**Stated goal:** Reproduce the rows below verbatim, beginning at the first of them and continuing through the line containing "[0,53,468,102]". Omit the pictures from your answer.

**Material shown:**
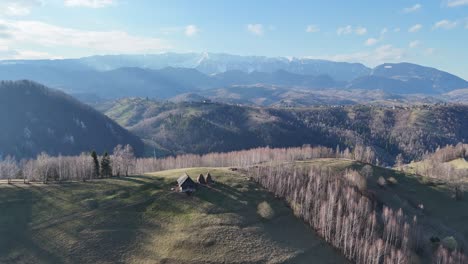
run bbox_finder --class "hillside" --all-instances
[0,53,468,101]
[99,98,468,164]
[0,168,346,264]
[253,159,468,263]
[0,81,143,158]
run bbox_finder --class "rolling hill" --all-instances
[0,81,143,158]
[0,53,468,101]
[0,168,347,264]
[98,98,468,164]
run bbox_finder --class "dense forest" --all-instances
[0,81,143,158]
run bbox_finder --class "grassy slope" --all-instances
[297,159,468,252]
[0,168,344,263]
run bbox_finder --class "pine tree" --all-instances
[91,150,101,178]
[101,152,112,177]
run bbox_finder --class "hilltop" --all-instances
[98,98,468,164]
[0,168,346,264]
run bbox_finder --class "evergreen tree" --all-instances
[101,152,112,177]
[91,150,101,178]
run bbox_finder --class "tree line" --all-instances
[0,145,136,183]
[0,145,376,183]
[248,165,468,264]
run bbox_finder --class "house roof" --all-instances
[177,173,193,186]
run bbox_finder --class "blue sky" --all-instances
[0,0,468,79]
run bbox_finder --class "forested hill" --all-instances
[0,81,143,158]
[100,98,468,163]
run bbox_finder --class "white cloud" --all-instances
[446,0,468,7]
[336,25,353,36]
[247,24,263,36]
[0,0,42,16]
[185,25,200,37]
[402,4,422,14]
[408,40,421,49]
[64,0,115,8]
[356,27,367,35]
[309,45,405,67]
[364,28,388,46]
[424,48,435,55]
[432,19,458,29]
[408,24,422,33]
[0,20,171,57]
[306,25,320,33]
[365,38,379,46]
[336,25,367,36]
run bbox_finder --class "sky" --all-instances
[0,0,468,79]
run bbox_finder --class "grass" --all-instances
[0,168,345,263]
[295,159,468,261]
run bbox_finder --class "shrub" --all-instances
[455,186,463,201]
[387,177,398,185]
[377,176,387,188]
[361,165,374,178]
[82,199,99,210]
[442,236,458,250]
[344,170,367,191]
[257,201,275,220]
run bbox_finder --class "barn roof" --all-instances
[177,173,193,186]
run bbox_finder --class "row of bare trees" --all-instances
[401,143,468,184]
[248,165,467,264]
[0,145,136,183]
[0,145,375,183]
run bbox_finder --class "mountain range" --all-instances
[98,98,468,164]
[0,81,143,158]
[0,53,468,102]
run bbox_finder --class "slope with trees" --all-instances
[0,81,143,158]
[98,98,468,164]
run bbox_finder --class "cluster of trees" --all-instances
[0,145,375,183]
[248,165,467,264]
[0,145,136,183]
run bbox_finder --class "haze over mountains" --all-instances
[0,53,468,105]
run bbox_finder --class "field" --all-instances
[0,168,345,263]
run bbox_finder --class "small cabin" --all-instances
[197,174,206,185]
[177,173,197,193]
[205,172,214,184]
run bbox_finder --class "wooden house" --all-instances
[177,173,197,193]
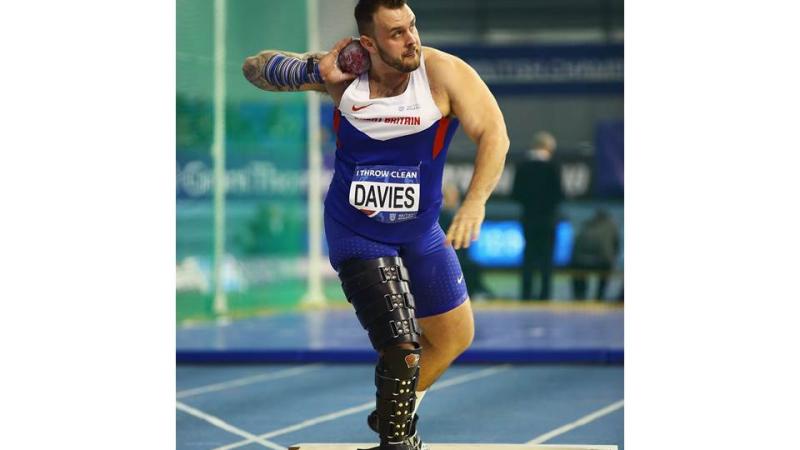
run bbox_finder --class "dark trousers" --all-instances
[572,264,611,300]
[521,221,556,300]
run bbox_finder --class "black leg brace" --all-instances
[339,257,422,450]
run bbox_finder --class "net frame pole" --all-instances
[302,0,326,305]
[211,0,228,318]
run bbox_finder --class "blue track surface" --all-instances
[176,305,624,363]
[177,364,624,450]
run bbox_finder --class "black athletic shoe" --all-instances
[367,410,429,450]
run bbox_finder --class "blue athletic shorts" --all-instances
[325,214,467,317]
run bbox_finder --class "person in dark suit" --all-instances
[511,131,564,300]
[571,209,620,300]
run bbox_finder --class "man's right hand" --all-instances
[319,37,356,84]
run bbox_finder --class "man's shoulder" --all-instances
[422,47,464,76]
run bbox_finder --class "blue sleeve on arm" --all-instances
[264,54,323,89]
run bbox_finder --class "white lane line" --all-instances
[214,364,512,450]
[525,400,625,445]
[177,364,322,398]
[175,401,286,450]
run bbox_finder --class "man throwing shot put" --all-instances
[243,0,509,450]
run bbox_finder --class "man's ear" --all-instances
[358,34,378,55]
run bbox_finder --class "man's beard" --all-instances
[375,43,420,73]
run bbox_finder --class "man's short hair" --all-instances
[355,0,406,36]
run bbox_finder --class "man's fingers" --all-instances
[472,222,481,241]
[447,220,463,250]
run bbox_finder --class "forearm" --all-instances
[464,127,509,204]
[242,50,325,92]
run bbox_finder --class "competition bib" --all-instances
[350,166,419,223]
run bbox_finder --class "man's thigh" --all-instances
[400,225,468,318]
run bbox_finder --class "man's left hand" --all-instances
[446,200,486,250]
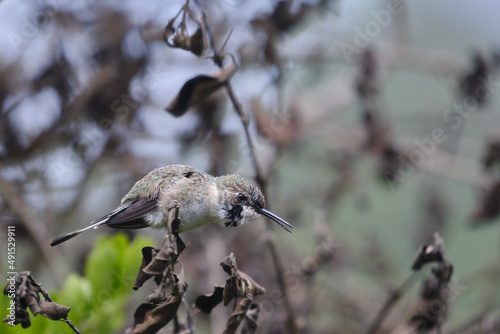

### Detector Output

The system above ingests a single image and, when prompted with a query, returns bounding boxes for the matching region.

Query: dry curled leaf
[165,55,238,117]
[407,232,453,333]
[133,274,187,334]
[3,271,70,328]
[483,139,500,169]
[163,5,207,56]
[472,181,500,224]
[251,99,301,148]
[194,286,224,314]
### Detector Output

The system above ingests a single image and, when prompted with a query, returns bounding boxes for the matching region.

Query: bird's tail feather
[50,218,108,247]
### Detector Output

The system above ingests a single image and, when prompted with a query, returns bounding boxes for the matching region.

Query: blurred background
[0,0,500,333]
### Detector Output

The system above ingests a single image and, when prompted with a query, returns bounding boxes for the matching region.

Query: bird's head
[217,174,293,232]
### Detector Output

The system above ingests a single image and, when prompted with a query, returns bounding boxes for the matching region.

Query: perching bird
[50,165,293,246]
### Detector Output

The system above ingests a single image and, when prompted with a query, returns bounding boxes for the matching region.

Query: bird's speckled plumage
[51,165,293,246]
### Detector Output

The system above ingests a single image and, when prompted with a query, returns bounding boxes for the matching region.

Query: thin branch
[0,166,63,285]
[366,271,420,334]
[194,0,299,334]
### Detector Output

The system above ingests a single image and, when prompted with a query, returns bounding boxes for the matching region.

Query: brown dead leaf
[165,55,238,117]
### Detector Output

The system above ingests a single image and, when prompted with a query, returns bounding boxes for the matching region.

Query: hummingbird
[50,165,294,246]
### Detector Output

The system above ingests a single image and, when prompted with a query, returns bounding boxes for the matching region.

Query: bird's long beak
[255,207,294,233]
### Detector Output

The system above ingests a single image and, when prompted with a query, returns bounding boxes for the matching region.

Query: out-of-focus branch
[195,0,298,334]
[0,170,65,285]
[366,272,420,334]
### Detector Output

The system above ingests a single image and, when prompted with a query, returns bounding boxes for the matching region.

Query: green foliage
[0,233,154,334]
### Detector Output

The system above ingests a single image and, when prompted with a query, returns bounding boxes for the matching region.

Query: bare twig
[194,0,298,334]
[0,170,65,285]
[366,272,420,334]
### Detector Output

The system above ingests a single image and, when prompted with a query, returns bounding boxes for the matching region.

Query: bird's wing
[106,199,158,229]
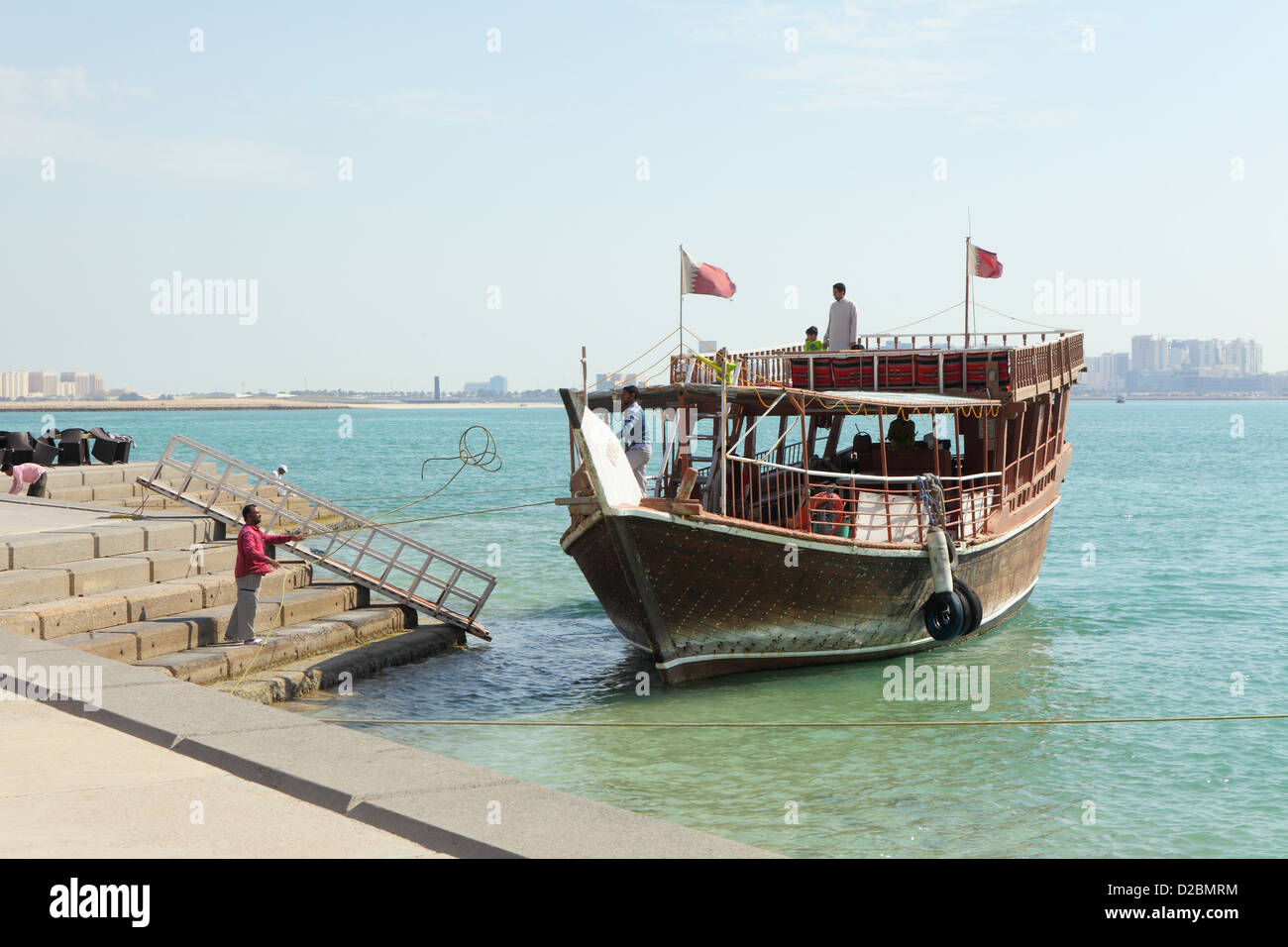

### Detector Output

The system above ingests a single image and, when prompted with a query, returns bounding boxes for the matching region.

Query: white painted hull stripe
[659,569,1038,672]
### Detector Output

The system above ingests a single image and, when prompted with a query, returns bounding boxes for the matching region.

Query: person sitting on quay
[0,463,49,496]
[886,417,917,451]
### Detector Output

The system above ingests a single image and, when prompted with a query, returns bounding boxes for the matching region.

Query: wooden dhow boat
[559,331,1085,684]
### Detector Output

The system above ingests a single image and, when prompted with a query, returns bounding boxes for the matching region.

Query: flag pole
[680,244,684,359]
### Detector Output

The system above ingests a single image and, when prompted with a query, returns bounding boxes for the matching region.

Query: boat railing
[724,455,1004,545]
[671,333,1083,398]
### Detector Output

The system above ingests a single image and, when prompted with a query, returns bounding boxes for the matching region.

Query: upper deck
[671,333,1083,401]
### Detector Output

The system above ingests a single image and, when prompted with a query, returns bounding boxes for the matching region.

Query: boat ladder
[138,436,496,642]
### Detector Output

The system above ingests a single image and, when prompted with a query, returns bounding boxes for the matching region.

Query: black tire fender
[921,590,969,642]
[953,576,984,634]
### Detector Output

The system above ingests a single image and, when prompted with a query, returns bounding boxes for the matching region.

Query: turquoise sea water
[0,402,1288,857]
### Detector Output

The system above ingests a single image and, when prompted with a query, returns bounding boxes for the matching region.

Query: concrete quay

**Response to this task:**
run bbox_finder --class "hillside" --all-instances
[0,53,468,101]
[99,98,468,164]
[0,168,346,264]
[253,159,468,263]
[0,81,143,158]
run bbox_finder --class "rolling hill" --all-instances
[0,81,143,158]
[0,53,468,101]
[0,168,347,264]
[98,98,468,164]
run bbox_finder --class "dense forest" --all-instances
[0,81,143,158]
run bbox_finder --class "grassy slope" --all-instances
[297,159,468,252]
[0,168,344,263]
run bbox_finder --class "pine tree" --all-instances
[91,150,101,178]
[101,152,112,177]
run bbox_finder --class "hilltop" --all-instances
[98,98,468,164]
[0,168,346,264]
run bbox_finder --class "evergreen tree" --all-instances
[101,152,112,177]
[91,150,101,178]
run bbox_finder --class "tree line" --all-instances
[0,145,136,183]
[0,145,376,183]
[248,165,468,264]
run bbox_finder --class "house roof" --all-instances
[177,173,193,186]
run bbox_finder --class "blue sky" --all-instances
[0,0,468,79]
run bbox_finder --class "forested hill" --all-instances
[0,81,143,158]
[100,98,468,163]
run bbox_finder --class "white cloud" --all-instances
[446,0,468,7]
[336,25,353,36]
[247,24,263,36]
[0,0,42,16]
[185,25,200,37]
[402,4,422,14]
[408,40,421,49]
[64,0,115,8]
[356,27,367,35]
[309,45,405,67]
[364,28,388,46]
[424,48,435,55]
[432,19,458,29]
[408,24,422,33]
[0,20,171,57]
[306,25,320,33]
[365,38,379,46]
[336,25,367,36]
run bbox_finder --class "sky" --all-instances
[0,0,468,79]
run bbox_finder --class "grass" --all-instances
[0,168,345,263]
[295,159,468,261]
run bbox_finder --class "shrub" --all-instances
[455,186,463,201]
[387,177,398,185]
[377,176,387,188]
[361,165,374,178]
[82,199,99,210]
[442,236,458,250]
[344,170,367,191]
[257,201,275,220]
run bbox_finder --class "barn roof" --all-instances
[177,173,193,186]
run bbox_finder --class "row of bare trees" --all-instances
[401,143,468,184]
[248,165,467,264]
[0,145,136,183]
[0,145,375,183]
run bbox_finder --class "mountain range" --all-instances
[98,98,468,164]
[0,81,143,158]
[0,53,468,102]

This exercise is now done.